About this task: Without any images, write the listing below out word for word.

Source information:
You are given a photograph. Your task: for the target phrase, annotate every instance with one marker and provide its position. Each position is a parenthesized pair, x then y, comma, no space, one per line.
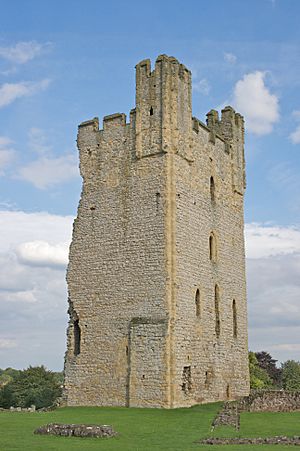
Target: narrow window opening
(234,317)
(212,248)
(77,337)
(157,200)
(217,311)
(212,189)
(228,391)
(197,302)
(186,385)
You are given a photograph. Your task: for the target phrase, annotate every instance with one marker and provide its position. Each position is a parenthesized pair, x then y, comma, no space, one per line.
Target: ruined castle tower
(156,279)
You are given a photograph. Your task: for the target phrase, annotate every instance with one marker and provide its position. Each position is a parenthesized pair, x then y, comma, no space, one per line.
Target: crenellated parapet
(162,122)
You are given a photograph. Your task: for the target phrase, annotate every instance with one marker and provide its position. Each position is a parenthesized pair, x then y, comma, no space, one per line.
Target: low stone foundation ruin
(278,440)
(76,430)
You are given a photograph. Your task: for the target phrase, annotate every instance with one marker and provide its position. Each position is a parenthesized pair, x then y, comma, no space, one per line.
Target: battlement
(162,120)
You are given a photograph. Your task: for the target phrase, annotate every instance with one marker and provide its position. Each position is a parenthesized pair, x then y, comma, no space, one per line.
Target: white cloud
(18,227)
(9,92)
(230,58)
(295,135)
(46,172)
(41,253)
(33,297)
(7,153)
(7,343)
(202,86)
(265,241)
(22,51)
(253,99)
(273,282)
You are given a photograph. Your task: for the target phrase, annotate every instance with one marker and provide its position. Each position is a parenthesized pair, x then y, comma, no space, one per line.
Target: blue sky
(65,62)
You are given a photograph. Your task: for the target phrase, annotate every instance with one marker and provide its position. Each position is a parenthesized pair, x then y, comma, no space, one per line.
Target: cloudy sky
(62,62)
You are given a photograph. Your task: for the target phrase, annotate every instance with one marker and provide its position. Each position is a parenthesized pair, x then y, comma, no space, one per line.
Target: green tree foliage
(35,385)
(291,375)
(259,377)
(267,363)
(7,376)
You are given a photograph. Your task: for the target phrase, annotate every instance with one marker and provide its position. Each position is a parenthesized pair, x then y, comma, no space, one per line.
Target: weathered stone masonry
(156,279)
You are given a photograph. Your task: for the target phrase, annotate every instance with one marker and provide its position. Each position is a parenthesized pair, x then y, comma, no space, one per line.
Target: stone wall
(156,279)
(271,401)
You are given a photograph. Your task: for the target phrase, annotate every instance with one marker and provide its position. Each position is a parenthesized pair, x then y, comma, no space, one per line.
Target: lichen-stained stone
(156,279)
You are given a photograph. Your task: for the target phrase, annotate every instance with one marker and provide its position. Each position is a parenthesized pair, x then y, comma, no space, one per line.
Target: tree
(35,385)
(267,363)
(259,378)
(291,375)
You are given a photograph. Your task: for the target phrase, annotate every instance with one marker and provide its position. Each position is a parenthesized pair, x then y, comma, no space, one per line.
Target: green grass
(142,429)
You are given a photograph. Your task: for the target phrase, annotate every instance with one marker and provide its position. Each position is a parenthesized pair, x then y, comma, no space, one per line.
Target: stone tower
(156,279)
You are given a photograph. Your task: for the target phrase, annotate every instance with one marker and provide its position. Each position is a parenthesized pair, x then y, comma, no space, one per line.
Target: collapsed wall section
(156,276)
(116,272)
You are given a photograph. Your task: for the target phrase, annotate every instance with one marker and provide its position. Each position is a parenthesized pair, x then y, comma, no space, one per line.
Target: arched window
(217,311)
(212,189)
(234,318)
(212,247)
(197,302)
(77,337)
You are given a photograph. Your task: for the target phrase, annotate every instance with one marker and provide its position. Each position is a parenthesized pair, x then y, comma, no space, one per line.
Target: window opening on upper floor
(212,247)
(234,318)
(186,385)
(212,189)
(197,302)
(217,311)
(77,337)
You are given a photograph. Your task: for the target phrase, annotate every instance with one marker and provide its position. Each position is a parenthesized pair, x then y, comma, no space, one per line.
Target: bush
(35,385)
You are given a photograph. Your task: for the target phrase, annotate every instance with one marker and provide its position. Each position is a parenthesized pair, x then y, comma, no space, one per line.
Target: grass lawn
(142,429)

Task output:
You are given a photograph. Your task: for the target phrase, annotate every instance with one marker and provide its position. Each position is a parenthesized pair, x then y, comma, no space, one per line.
Target: narrow window opening
(234,317)
(212,248)
(77,337)
(157,200)
(217,311)
(212,189)
(228,391)
(197,302)
(186,385)
You are given a photograph. Your task: for the target phrase, annotate every instance with one marker and provide its position. Each position is a parenthesized pair, x then y, comma, no space, one per line.
Target: ruined castle tower
(156,279)
You are given a photograph. Your task: for the target phrase, annotate every instance with one marker and provide its position. Each position is a parenthesized pair, x then y, comma, no space, one per line.
Target: crenellated parapet
(162,122)
You are given a photograph. Your task: for the target phrase, annotate every instance with one marker and provide its position. Each position is a parenthesized pair, x then y, comma, no space, one per line.
Target: low stone foundation ruin
(278,440)
(76,430)
You are given a photograph. Your task: for the target phrase, annotate every instance with one marker and provide its position. Each position is a parenthesized pair, x then y, comma, no space, one per line.
Target: battlement
(162,120)
You are given a photograph. Your task: for the target phrase, annotate every instance with one marker and provide its position. Each position is a parenthesized pair, x then y, comma, no space, one per line.
Target: white cloud
(18,227)
(9,92)
(230,58)
(295,135)
(46,172)
(41,253)
(33,297)
(7,153)
(7,343)
(202,86)
(265,241)
(22,51)
(253,99)
(273,282)
You are given a photograph. Your task: for the target phrase, annotate every instance with one marker and provide its position. Each position is a parenthesized pair, x then y, comma, no space, one per line.
Target: blue sky
(65,62)
You are given a photograph. Your task: for the target phrase, annotate every instance with one marker and provide its position. Each position is a parenthesized pair, x then y, comma, no space, one per line.
Target: cloudy sky
(62,62)
You are given a photograph. Your task: for the target phrase, annotate every instance with one marker and provide its position. Each position is a parenthesized pair, x then y, comma, no space, one per line.
Target: green tree foliage
(35,385)
(291,375)
(259,377)
(267,363)
(7,376)
You are given a photograph. Your task: for the target phrase, annotate every instance with one marker and provide its position. Each position is a parenthesized pair, x then y, comma, no space, one per line.
Target: weathered stone masonry
(156,279)
You are given a photograph. Your task: for the target phrase, annotate every instance with one marker and provide its position. Each position is a parenthesized pair, x then y, comma, no space, one per line.
Target: stone wall
(156,279)
(271,401)
You are given a photograph. Your task: for the target phrase, annotate every instance with one marker and provide its position. Each position is a parenthesized pair, x then y, comma, no space, one per line.
Target: lichen-stained stone
(156,279)
You are given a photograph. Your task: for the target phrase, annotate every instance with one marker and provide its position. Each position is a parenthesized pair, x then y, comma, no space, one per line.
Target: tree
(35,385)
(267,363)
(259,378)
(291,375)
You are given a photograph. Your task: for the target phrase, annotate every instance with one marker and provide its position. Each position is a parenthesized pair, x then y, comma, no space, one per line.
Target: green grass
(142,429)
You are given a photograph. Your task: for the target phrase, annotate every instance with one marker and provide its position. Each position is a parenthesized pair, x then y, comma, no space, one per line.
Target: stone tower
(156,279)
You are given a photograph. Your task: for the target phrase, annotate every instance with one marker and provide its position. Each position is a parenthesized pair, x then y, comma, no space, one per line.
Target: collapsed wall section
(156,276)
(116,272)
You are given a photograph. Your task: for the target phrase, annotate every instance with one marker and provide its position. Each position is a parenthesized pair, x then y, comma, no space, one per line.
Target: arched window
(217,311)
(212,189)
(234,318)
(212,247)
(197,302)
(77,337)
You are given a photograph. Your task: for the target phrase, annotate every instance with one marker and provide its position. Each position is a parenthesized pair, x then y, comma, no space, one per line.
Target: window opening on upper floor
(212,247)
(234,318)
(186,385)
(212,189)
(197,302)
(217,311)
(77,337)
You are given a photograph. Your task: for the target phrase, annotate every instance with one marker and provide its position. Each position is a parenthesized pair, x then y, comma, no space, one per line.
Target: bush
(35,385)
You are given a photograph. Your task: for the target phrase, annotate every instance with one marker and provide its position. Each position is a parenthesized pair, x then y, comma, no space, one per line.
Target: grass lawn
(142,429)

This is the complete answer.